> SET TASK
Write what comes next in the essay about getting back at Bruce LaBruce, picking up right after its last sentence.

--- START OF PAGE ---

Don’t Shave My Rump

A PIECE OF RETRIBUTION

I really don’t know a single frocking thing about Bruce LaBruce, acclaimed northern darling of the queercore movement except that he’s a creep fuck shitbag. As I’m sitting down to write what I feel like is going to amount to something roughly equivalent to a wednesday evening angsty teenage journal entry, I can honestly only recall that one of his movies was called “Don’t Shave My Rump”, or something somewhat similar, but I wouldn’t cite me on that. I’m not a film scholar, nor a reviewer of cinema, in fact, I don’t care much for celluloid at all, unless it’s an uncut director’s edition documentary about real life with no color correction or weird distorting lenses like the fish one, because, for real life and truth, I much prefer my daily newspaper which I receive a free prescription for (is that the right word) every single day at the nearest metro station, which is either Rosemont or Beaubien, I don’t really remember. I’m not even clear whether or not his last name should be spelled with a space in it or not, like « La Bruce » and to be quite honest, given details that will be revealed as this story progresses, I don’t freaking give a hoot.

In case it hasn’t already come across, this is not a review of Bruce’s movies or even an intimate, yet laudatory look into his life and times. This, dear readers, is about something much more interesting: revenge, and more specifically, me trying to get just a little tiny bit of it in order to feel right in my boots again. This impulse for very mild retribution against a famous successful man may seem brute and callous to some but there is no use denying that it has taken a strong hold of me and despite my best intentions does not appear to be diminishing. In more hollow moments, I have framed this desire as a beautiful sapling in a winter field, rooted in the celebration of collective retaliation that my foresisters have taken against the cold machine of misogyny, but I also fully realize that to fight back, in a much more profound sense, is about feeling kooky and groovy. When I can be honest, and I try to be, I admit that I do not seek justice (as if there even is such a thing) but rather the rapture and merriment that may rush through my body when I think about Bruce’s mouth slightly frowning for a second on the very slim chance that he hears or even cares about this article which is hovering around a very low 1% odds.

--- END OF PAGE ---
--- START OF DATA PROVIDED ---

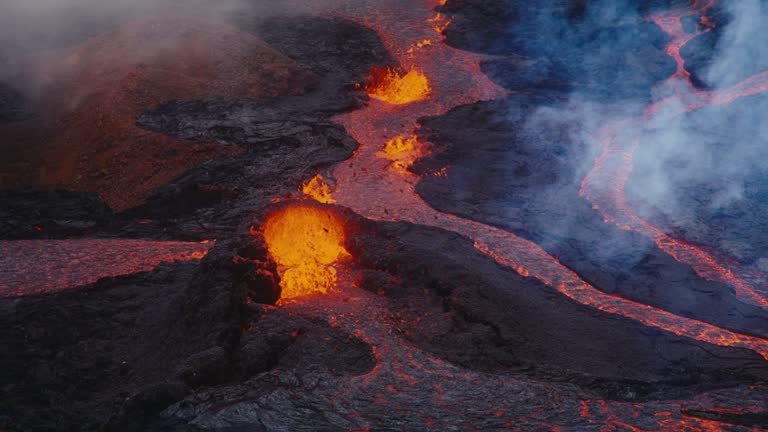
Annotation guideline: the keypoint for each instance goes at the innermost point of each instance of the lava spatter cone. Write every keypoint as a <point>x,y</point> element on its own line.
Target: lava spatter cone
<point>306,240</point>
<point>389,85</point>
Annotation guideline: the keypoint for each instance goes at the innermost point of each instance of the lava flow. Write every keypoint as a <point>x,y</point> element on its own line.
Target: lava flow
<point>604,185</point>
<point>305,241</point>
<point>388,85</point>
<point>366,185</point>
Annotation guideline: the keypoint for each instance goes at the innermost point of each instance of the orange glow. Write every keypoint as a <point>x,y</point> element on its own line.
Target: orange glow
<point>318,190</point>
<point>388,85</point>
<point>305,241</point>
<point>403,152</point>
<point>440,22</point>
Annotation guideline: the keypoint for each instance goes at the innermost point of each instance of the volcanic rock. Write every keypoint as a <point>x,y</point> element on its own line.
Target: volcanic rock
<point>500,173</point>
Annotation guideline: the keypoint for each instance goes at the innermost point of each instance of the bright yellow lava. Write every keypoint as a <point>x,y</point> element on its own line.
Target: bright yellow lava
<point>389,86</point>
<point>403,152</point>
<point>318,190</point>
<point>305,241</point>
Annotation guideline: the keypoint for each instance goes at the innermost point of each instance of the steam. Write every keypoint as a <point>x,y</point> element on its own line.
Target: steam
<point>715,154</point>
<point>689,169</point>
<point>30,28</point>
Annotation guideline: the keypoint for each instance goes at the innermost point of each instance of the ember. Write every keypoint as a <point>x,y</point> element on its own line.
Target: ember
<point>403,152</point>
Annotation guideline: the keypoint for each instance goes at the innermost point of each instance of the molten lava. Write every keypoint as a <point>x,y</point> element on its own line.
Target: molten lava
<point>318,190</point>
<point>386,84</point>
<point>403,152</point>
<point>305,241</point>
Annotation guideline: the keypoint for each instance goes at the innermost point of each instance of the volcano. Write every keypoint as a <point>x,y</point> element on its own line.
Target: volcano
<point>387,215</point>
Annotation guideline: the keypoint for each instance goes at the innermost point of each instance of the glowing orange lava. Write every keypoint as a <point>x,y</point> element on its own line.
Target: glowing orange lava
<point>403,152</point>
<point>440,22</point>
<point>305,241</point>
<point>387,85</point>
<point>318,190</point>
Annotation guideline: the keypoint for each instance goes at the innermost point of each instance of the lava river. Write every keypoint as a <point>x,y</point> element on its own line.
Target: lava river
<point>374,184</point>
<point>389,194</point>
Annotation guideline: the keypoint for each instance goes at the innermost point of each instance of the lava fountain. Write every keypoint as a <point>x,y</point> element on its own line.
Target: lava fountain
<point>305,240</point>
<point>386,84</point>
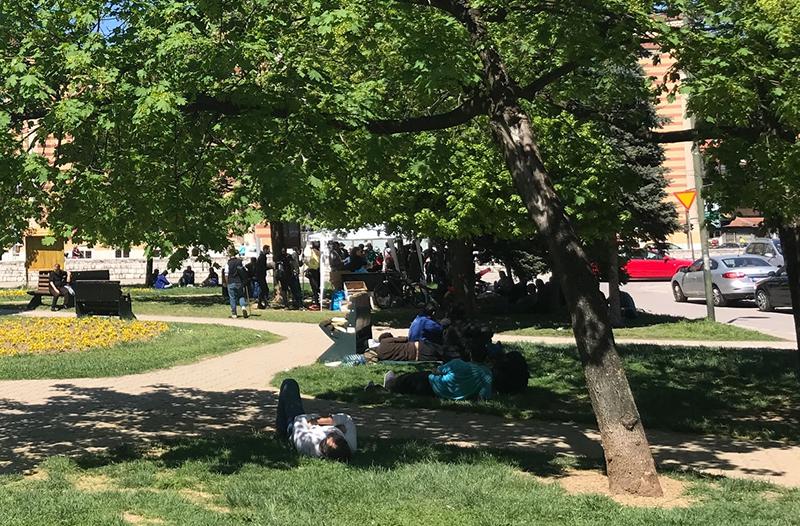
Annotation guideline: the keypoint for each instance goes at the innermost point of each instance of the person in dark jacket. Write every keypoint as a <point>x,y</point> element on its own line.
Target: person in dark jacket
<point>237,277</point>
<point>263,264</point>
<point>187,278</point>
<point>59,287</point>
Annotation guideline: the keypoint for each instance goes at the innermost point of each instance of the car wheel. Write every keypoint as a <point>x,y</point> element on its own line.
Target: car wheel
<point>677,293</point>
<point>763,301</point>
<point>383,296</point>
<point>719,299</point>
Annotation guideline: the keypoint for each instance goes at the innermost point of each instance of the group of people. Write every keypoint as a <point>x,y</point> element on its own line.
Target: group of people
<point>244,281</point>
<point>160,279</point>
<point>473,369</point>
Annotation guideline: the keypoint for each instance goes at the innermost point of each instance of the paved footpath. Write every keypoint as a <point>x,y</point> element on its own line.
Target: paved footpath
<point>231,393</point>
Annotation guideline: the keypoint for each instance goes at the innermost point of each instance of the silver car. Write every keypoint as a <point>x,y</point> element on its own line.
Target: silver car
<point>733,278</point>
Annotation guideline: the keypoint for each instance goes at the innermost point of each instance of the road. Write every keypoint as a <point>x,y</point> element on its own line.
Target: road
<point>656,297</point>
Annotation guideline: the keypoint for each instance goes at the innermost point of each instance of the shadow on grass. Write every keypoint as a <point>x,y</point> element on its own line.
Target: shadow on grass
<point>228,453</point>
<point>232,429</point>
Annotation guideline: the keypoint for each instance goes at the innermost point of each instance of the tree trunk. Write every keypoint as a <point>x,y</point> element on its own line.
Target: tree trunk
<point>277,238</point>
<point>629,462</point>
<point>148,273</point>
<point>614,305</point>
<point>790,242</point>
<point>461,273</point>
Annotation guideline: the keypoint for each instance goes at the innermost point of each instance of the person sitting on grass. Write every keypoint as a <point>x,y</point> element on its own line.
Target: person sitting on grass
<point>59,287</point>
<point>425,328</point>
<point>460,380</point>
<point>187,278</point>
<point>162,282</point>
<point>331,437</point>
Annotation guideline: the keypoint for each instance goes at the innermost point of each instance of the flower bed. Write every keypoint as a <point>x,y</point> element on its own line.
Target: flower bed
<point>56,335</point>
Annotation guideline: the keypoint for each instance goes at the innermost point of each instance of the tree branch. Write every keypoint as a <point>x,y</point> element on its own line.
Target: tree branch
<point>529,92</point>
<point>468,110</point>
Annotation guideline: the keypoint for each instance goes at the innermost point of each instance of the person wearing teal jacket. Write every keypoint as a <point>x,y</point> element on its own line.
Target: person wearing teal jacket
<point>455,380</point>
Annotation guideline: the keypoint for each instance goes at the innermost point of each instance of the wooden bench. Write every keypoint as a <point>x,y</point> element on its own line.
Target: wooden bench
<point>43,285</point>
<point>102,298</point>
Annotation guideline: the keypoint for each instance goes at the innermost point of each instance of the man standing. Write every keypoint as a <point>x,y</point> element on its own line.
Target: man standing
<point>59,286</point>
<point>263,264</point>
<point>237,277</point>
<point>312,273</point>
<point>332,437</point>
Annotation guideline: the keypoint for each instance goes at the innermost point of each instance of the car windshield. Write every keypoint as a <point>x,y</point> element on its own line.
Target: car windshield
<point>744,262</point>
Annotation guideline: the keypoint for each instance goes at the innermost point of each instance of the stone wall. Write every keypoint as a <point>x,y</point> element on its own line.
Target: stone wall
<point>128,271</point>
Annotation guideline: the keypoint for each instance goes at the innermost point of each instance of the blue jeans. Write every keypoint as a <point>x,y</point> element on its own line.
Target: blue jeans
<point>235,293</point>
<point>289,406</point>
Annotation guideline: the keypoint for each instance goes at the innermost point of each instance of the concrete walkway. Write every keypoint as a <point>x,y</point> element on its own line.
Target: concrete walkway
<point>230,393</point>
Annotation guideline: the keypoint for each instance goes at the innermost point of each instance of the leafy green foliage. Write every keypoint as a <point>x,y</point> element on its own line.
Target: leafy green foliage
<point>744,81</point>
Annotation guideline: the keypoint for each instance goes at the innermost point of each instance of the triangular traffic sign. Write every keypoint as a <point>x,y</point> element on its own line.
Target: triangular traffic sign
<point>686,197</point>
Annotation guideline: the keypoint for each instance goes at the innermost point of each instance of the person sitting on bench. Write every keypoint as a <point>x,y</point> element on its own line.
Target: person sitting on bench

--- END OF DATA PROVIDED ---

> RESULT
Some scaredy-cat alarmist cravens have warned me that vengeance can only lead to a never-ending cycle of retribution which will surely end in my shameful demise. What these bitches don’t realize is that besides researching different kinds of bugs on the internet, I really don’t have that much on my plate right now and I would kind of love to have a new passion because I just turned thirty and it would be excellent if I had something to discuss at the next vernissage I attend which could honestly be any day now. Becoming fully embroiled in a back and forth revenge affair with Bruce LaBruce could really help me meet new people, learn new skills, and even travel the world, because the latest intel I have received is that he lives in Toronto, which is not only the capital of Canada, but also an international centre of business, finance, arts, and culture OF THE EARTH. It could really spice things up for me if I had an excuse to visit The Big Smoke every once in a while. I haven’t fact checked yet, but since he’s an A-list celebrity it would make sense that he chose Toronto to live in because other well-known celebrities live there, like Don Cherry, and it’s important in life to be around others who are similar to you or else you might be misunderstood and feel sad. I imagine he probably lives in the CN Tower, at least I would if I were a rich celebrity and wanted the best view money can buy. Actually, it would be incredibly silly for Bruce not to live there, considering there is a very good restaurant close by and the radio reception is probably quite exceptional being, as it is, a radio tower and all. Not only that, but being closer to our Sun, his clothes would dry a lot faster on the clothing line which is a huge time saver when you are busy making films destined for the screens of cinema and beyond.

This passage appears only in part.